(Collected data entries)
- Opening Delimiter -

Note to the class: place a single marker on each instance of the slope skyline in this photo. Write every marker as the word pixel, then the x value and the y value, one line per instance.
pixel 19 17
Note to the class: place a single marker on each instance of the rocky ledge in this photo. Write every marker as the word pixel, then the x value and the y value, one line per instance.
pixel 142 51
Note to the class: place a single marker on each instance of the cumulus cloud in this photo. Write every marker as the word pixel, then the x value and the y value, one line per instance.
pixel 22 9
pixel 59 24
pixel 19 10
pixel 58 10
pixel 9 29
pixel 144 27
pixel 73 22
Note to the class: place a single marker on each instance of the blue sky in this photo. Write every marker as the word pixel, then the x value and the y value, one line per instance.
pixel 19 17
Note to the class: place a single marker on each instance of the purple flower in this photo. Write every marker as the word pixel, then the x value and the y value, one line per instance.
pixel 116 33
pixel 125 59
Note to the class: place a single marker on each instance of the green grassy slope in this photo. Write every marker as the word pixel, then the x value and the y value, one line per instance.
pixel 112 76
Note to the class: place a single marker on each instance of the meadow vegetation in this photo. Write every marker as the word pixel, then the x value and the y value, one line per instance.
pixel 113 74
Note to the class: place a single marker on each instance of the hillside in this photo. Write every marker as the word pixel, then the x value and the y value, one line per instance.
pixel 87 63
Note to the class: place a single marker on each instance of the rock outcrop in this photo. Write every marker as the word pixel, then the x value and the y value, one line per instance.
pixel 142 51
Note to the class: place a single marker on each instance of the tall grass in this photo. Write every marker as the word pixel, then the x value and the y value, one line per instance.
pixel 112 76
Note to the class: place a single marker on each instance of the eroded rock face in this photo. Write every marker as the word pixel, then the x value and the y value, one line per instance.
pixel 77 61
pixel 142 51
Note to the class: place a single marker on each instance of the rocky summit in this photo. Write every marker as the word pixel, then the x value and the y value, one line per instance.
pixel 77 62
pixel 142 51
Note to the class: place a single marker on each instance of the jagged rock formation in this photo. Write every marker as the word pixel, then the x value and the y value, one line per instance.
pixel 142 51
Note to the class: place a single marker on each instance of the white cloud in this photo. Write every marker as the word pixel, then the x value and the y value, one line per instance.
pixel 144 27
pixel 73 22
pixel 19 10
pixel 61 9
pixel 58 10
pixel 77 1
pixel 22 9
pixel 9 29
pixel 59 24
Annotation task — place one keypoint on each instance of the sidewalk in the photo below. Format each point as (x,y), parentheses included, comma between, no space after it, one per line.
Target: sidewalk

- Closing Delimiter -

## Work instruction
Until the last line is reached, keep transcribing the data exactly.

## Task answer
Note to the class: place a single marker on each instance of the slope skyline in this photo. Write every marker as the word pixel, then the x value and the y value, one line per instance.
pixel 19 17
Note to the class: place a single marker on each instance of the rocky ledge in this photo. Write every marker as the word pixel, then the x value and the y value, one line per instance.
pixel 142 51
Note to the class: place a single marker on each instance of the cumulus cloud in this photo. Write every marker as the word pixel, then the x value and the y value, one line per instance.
pixel 22 9
pixel 59 24
pixel 19 10
pixel 58 10
pixel 9 29
pixel 144 27
pixel 73 22
Note to the class: place a single marker on each instance of the blue sky in this photo. Write every marker as the word pixel, then the x value and the y value, one line per instance.
pixel 19 17
Note to the class: place a single marker on each instance of the purple flower in this photo. Write every marker as the word pixel, then the x value and the y value, one line per instance.
pixel 116 33
pixel 125 59
Note to the class: place a single marker on each instance of the green grassy slope in this photo. Write every marker as the word pixel, then the x value and the y value, one line per instance.
pixel 112 76
Note to the class: place a single marker on each instance of the meadow vegetation in this photo. Write every marker as the word pixel, then the x value and the y value, one line per instance.
pixel 113 74
Note to the class: place a single marker on each instance of the hillside in this photo. Write every marker as the word pixel, then the x value and the y value, one line per instance.
pixel 87 63
Note to the class: place a single marker on each instance of the rock outcrop in this photo. Write every marker as the word pixel, then the x value and the y value, one line per instance.
pixel 142 51
Note to the class: place a single marker on each instance of the tall grass in this photo. Write every marker as the word pixel, then the x value and the y value, one line per instance.
pixel 112 76
Note to the class: place a single marker on each instance of the eroded rock face in this photo. Write every marker as the word pixel, then the x value and the y value, one line per instance.
pixel 77 61
pixel 142 51
Note to the class: place a single marker on each instance of the rocky summit in this photo. Write every marker as the word pixel, then the x value and the y value, one line per instance.
pixel 77 62
pixel 142 51
Note to the class: place a single marker on each instance of the jagged rock formation in this photo. Write every marker as the word pixel, then the x value and the y value, one line per instance.
pixel 142 51
Note to the class: place a single marker on each instance of the white cloud in this photo. Write every marker as the word pixel, then the x value and the y value, one line per instance.
pixel 144 27
pixel 73 22
pixel 19 10
pixel 61 9
pixel 58 10
pixel 77 1
pixel 22 9
pixel 9 29
pixel 59 24
Annotation task — place one keypoint on each instance of the sidewalk in the photo below. Format each point as (x,y), parentheses included, comma between, no space after it, one per line.
Target: sidewalk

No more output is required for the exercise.